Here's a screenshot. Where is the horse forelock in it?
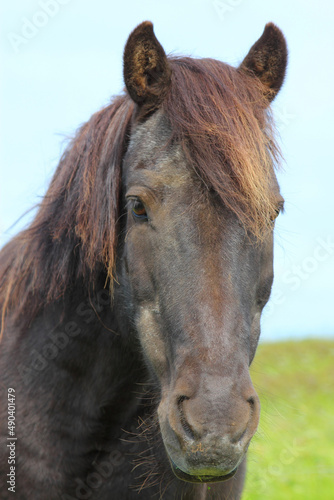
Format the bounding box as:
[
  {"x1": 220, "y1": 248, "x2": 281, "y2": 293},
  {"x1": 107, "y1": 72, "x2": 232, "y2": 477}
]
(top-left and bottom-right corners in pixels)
[
  {"x1": 163, "y1": 57, "x2": 281, "y2": 240},
  {"x1": 0, "y1": 54, "x2": 280, "y2": 326}
]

Task instructions
Retype all of the material above word for word, but leave the picture out.

Result of the exercise
Here's a screenshot. Where is the horse forelock in it?
Format the bounding box as:
[
  {"x1": 220, "y1": 248, "x2": 281, "y2": 293},
  {"x1": 107, "y1": 72, "x2": 232, "y2": 477}
]
(top-left and bottom-right corners in pixels)
[
  {"x1": 163, "y1": 57, "x2": 281, "y2": 240},
  {"x1": 0, "y1": 54, "x2": 280, "y2": 326}
]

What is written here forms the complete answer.